• **THE INPUT**:
= = = = = = =
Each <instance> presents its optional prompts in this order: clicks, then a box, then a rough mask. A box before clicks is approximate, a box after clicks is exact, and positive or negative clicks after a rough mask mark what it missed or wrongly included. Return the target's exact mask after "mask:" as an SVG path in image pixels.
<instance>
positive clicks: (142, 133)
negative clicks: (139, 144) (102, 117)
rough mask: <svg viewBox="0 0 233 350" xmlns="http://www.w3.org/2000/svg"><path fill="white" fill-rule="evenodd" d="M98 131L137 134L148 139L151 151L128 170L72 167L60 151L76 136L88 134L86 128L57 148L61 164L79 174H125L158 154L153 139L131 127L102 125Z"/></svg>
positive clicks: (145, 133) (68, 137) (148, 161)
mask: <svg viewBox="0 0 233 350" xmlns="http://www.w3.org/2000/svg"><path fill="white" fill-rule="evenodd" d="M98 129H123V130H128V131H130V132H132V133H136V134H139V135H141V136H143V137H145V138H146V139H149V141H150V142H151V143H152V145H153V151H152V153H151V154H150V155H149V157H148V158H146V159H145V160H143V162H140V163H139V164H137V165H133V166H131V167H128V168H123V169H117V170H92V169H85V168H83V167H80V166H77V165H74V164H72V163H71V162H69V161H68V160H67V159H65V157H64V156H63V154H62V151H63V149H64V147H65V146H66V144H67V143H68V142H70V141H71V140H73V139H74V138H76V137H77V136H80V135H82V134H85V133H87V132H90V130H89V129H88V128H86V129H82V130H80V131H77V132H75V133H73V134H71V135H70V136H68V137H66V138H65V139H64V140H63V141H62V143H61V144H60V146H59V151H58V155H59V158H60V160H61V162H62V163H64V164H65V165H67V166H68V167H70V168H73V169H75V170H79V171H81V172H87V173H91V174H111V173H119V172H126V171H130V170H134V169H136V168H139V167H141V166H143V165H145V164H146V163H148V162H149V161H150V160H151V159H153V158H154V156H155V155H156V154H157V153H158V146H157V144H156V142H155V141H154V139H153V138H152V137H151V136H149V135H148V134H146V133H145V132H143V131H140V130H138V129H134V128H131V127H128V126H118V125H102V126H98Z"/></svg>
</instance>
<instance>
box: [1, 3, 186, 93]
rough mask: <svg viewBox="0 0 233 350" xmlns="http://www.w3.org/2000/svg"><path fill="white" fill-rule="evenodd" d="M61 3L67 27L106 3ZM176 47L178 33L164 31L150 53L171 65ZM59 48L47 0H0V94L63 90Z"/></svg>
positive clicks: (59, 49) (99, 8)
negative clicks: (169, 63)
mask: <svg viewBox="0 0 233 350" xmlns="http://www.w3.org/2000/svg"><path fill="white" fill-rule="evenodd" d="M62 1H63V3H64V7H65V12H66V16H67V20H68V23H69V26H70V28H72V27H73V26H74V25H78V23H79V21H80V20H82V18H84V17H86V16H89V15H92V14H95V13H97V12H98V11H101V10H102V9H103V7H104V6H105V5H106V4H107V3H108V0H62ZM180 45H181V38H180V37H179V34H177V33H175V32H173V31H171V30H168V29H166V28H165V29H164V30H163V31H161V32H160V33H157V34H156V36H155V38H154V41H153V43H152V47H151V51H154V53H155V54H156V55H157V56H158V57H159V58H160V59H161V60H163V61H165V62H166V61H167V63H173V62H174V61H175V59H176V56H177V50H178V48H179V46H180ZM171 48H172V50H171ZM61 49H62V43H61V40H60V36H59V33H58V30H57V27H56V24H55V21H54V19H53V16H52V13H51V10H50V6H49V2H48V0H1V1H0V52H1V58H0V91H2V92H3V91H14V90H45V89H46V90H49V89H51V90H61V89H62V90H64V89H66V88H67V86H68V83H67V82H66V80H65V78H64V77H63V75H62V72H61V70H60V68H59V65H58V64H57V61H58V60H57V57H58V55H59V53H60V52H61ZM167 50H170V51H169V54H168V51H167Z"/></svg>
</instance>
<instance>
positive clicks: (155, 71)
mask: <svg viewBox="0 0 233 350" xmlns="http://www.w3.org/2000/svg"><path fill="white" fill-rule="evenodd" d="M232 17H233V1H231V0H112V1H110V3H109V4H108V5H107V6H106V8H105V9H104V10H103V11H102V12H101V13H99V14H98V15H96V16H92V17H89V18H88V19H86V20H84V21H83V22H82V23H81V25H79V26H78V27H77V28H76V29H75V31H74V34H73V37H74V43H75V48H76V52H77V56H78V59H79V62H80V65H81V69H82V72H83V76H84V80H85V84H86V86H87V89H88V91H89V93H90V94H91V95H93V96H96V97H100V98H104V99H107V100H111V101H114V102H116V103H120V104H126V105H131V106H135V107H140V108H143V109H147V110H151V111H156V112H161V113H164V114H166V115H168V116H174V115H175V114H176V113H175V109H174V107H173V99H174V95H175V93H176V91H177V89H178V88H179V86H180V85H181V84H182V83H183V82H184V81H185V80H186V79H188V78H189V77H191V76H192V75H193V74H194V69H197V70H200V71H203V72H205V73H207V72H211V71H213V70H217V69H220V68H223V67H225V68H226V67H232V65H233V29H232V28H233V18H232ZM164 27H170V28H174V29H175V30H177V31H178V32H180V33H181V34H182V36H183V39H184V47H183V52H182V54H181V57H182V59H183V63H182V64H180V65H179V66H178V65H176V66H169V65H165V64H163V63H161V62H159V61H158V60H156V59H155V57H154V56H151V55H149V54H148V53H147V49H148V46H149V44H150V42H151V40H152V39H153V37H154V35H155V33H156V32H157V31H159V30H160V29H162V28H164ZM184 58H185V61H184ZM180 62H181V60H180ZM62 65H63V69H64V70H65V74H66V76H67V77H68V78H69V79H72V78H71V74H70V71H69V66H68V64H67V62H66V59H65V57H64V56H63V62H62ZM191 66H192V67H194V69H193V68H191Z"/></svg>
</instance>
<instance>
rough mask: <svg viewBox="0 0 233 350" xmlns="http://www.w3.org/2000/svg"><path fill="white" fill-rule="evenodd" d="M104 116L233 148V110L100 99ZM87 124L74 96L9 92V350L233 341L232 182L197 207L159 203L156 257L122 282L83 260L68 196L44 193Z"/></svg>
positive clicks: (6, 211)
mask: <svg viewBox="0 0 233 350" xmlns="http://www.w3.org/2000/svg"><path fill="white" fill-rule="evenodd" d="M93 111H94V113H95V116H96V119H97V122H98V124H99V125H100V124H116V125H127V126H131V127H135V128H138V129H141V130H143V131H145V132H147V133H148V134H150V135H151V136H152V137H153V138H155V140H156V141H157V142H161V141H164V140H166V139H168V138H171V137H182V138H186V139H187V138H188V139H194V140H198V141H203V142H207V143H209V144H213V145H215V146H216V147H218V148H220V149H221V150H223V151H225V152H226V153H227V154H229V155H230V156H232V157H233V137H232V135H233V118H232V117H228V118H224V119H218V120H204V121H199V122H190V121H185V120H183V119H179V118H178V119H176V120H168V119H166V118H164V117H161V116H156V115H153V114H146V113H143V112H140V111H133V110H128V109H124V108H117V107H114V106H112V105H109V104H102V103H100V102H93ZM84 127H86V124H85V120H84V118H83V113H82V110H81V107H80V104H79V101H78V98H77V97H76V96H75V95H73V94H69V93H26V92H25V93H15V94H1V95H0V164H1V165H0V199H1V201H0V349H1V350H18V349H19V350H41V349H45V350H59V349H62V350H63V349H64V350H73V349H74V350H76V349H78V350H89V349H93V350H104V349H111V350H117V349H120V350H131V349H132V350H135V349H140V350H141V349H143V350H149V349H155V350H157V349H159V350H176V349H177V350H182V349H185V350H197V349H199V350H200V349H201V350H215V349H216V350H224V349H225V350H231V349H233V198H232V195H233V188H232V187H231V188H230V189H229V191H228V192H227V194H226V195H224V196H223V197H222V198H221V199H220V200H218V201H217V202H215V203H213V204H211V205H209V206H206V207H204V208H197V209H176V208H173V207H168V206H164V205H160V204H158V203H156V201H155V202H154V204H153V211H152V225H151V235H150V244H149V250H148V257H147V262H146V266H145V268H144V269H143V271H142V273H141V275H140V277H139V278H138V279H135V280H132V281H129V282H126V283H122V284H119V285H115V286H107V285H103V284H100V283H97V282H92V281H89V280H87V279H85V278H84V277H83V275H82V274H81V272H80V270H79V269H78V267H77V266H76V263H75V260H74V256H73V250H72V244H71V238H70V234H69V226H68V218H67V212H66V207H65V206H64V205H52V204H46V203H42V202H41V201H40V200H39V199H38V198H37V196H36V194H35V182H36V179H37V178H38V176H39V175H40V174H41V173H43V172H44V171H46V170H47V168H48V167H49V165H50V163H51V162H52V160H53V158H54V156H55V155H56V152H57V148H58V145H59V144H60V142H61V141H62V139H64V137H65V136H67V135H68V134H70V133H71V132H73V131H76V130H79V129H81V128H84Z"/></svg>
= = = = = = =
• **WHAT THE EXERCISE ASKS**: Retype everything from the first of the lines above down through the line containing "negative clicks: (139, 144) (102, 117)", both ends included, keeping each one exactly as it appears.

• **RESULT**:
Each <instance> presents its optional prompts in this order: clicks, then a box, then a rough mask. A box before clicks is approximate, a box after clicks is exact, and positive or negative clicks after a rough mask mark what it missed or wrongly included. Return the target's exact mask after "mask:" as an SVG path in image pixels.
<instance>
positive clicks: (142, 133)
negative clicks: (139, 144) (102, 117)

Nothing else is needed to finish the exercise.